REQUIRED TASK = Convert the lines below into a JSON list of strings, one string per line, with blank lines omitted. Begin at the first line and stop after the line that contains "[(332, 163)]".

--------------------------------

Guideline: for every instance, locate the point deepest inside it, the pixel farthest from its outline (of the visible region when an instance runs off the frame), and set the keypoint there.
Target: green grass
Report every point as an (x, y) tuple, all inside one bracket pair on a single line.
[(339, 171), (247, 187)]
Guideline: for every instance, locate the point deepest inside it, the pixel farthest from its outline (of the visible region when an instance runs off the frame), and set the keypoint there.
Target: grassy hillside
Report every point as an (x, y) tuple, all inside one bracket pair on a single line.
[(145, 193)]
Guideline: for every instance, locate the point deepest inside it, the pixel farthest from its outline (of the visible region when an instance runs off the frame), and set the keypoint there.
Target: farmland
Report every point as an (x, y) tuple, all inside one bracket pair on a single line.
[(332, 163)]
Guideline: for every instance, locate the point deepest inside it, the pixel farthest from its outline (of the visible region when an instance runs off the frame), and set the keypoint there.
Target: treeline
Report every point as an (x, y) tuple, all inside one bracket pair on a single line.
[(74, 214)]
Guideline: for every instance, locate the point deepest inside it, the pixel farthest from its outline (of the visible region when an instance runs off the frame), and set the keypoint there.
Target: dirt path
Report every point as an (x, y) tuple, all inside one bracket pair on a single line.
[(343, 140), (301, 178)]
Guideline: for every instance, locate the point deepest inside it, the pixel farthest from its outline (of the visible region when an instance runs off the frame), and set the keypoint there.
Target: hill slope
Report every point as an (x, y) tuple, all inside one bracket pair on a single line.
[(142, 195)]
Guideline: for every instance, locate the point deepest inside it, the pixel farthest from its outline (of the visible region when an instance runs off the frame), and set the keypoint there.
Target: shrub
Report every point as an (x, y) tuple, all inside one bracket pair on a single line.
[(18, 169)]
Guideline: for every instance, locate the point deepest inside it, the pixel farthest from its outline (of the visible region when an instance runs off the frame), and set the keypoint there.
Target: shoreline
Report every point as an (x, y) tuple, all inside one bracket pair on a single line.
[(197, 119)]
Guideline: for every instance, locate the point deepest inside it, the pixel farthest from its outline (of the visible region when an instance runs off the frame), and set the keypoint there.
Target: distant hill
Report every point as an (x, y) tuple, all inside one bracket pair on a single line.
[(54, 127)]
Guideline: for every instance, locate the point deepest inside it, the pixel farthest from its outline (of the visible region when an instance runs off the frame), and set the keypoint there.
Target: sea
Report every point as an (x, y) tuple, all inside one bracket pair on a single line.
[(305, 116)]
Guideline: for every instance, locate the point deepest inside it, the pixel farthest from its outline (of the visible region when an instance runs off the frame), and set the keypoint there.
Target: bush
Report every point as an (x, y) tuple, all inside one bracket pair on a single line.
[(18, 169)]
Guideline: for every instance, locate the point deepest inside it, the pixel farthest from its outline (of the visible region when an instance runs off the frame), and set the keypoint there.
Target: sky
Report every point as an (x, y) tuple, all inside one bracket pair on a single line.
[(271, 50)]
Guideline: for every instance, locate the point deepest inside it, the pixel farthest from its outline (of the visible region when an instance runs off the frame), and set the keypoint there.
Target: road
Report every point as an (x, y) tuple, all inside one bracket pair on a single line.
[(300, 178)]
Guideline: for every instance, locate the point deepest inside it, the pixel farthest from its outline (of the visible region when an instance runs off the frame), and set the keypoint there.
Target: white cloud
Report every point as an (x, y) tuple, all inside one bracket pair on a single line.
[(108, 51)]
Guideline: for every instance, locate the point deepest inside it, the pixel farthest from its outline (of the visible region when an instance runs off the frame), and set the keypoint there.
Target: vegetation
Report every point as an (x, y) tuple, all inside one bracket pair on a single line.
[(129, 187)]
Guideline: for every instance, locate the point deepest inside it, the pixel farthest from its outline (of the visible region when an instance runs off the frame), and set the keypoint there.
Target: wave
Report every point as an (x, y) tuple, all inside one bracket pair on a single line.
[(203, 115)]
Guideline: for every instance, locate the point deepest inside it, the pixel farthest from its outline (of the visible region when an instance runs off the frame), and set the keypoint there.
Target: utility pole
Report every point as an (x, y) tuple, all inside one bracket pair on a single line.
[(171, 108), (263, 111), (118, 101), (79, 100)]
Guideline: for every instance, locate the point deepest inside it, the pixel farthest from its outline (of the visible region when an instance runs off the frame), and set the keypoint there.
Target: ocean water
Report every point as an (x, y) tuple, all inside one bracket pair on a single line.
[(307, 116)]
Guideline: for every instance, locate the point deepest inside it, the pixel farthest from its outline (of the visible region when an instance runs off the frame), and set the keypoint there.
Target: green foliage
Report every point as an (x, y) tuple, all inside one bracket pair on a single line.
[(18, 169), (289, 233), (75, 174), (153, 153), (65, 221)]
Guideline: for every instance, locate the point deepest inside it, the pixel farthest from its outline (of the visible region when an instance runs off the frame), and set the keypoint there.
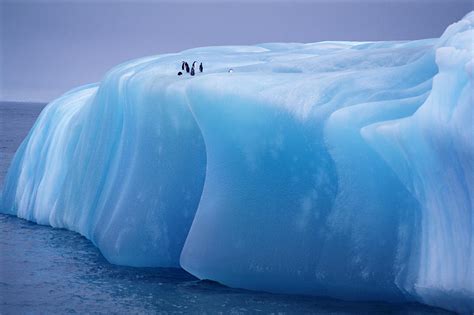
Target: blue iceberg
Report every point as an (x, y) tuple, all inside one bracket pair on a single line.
[(342, 169)]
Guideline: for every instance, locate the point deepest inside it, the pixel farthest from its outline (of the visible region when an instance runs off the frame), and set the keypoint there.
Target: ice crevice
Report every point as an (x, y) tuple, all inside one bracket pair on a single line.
[(339, 169)]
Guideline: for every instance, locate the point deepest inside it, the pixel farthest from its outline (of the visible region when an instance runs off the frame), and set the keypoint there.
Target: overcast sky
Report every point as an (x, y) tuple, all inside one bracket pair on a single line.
[(49, 47)]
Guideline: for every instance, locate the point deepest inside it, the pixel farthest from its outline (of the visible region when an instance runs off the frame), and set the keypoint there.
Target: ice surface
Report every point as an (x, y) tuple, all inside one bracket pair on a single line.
[(341, 169)]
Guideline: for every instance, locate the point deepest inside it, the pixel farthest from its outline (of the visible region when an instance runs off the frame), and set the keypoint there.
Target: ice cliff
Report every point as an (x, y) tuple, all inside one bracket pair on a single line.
[(342, 169)]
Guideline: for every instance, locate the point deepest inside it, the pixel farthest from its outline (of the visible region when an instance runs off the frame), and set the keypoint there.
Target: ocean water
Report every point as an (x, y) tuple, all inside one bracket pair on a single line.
[(47, 270)]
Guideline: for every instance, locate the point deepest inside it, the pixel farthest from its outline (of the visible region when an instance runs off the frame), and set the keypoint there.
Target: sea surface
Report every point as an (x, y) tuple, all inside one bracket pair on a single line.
[(44, 270)]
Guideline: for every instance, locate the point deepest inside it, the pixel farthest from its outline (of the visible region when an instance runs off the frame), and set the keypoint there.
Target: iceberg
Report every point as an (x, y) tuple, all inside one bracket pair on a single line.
[(341, 169)]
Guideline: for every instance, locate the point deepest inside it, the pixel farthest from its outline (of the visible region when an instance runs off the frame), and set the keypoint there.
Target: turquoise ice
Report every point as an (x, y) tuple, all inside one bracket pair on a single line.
[(343, 169)]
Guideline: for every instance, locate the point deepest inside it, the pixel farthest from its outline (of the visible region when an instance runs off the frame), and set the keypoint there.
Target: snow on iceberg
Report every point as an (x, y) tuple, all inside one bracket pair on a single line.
[(342, 169)]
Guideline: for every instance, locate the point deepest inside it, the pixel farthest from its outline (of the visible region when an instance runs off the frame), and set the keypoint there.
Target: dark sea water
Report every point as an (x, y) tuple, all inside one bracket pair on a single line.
[(45, 270)]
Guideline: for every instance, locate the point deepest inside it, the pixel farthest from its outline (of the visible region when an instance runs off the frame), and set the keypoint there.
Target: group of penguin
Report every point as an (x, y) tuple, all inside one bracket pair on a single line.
[(185, 66)]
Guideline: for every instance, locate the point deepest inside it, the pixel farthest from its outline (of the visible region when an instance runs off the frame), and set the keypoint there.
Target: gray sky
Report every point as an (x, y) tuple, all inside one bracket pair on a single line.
[(49, 47)]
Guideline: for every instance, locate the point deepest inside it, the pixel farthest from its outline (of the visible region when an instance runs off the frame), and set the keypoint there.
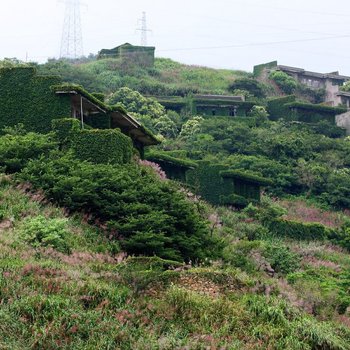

--------------------------------

IN RESPONSE =
[
  "Guideline: for every instance, locate the point deepest inside it, the pixel farthest from its outline (of the visible region when an instance runs off the frame), and set the keypoint there.",
  "Target: green grass",
  "Report every point as an (x, y) tuple, all inside one bracket pair on a single line.",
  "[(339, 171), (247, 187)]",
  "Guideline: for every instance, locate the point deepest inside it, the pixel farthest from its outline (of the visible region when an instance runs off the frame), and set the keypoint there.",
  "Target: grassy hillside",
  "Report every point as an (x, y) tuple, all inside one bracket pair on a single line.",
  "[(145, 193)]",
  "Guideline: for every instance, locate the point deepest inside it, the pixel farthest from its outline (of the visible region when an instance runs off the frame), and set the keypoint there.",
  "Target: farmland",
  "Report every point as an (x, y) tuple, all inside one bracket pair on a single line.",
  "[(332, 163)]"
]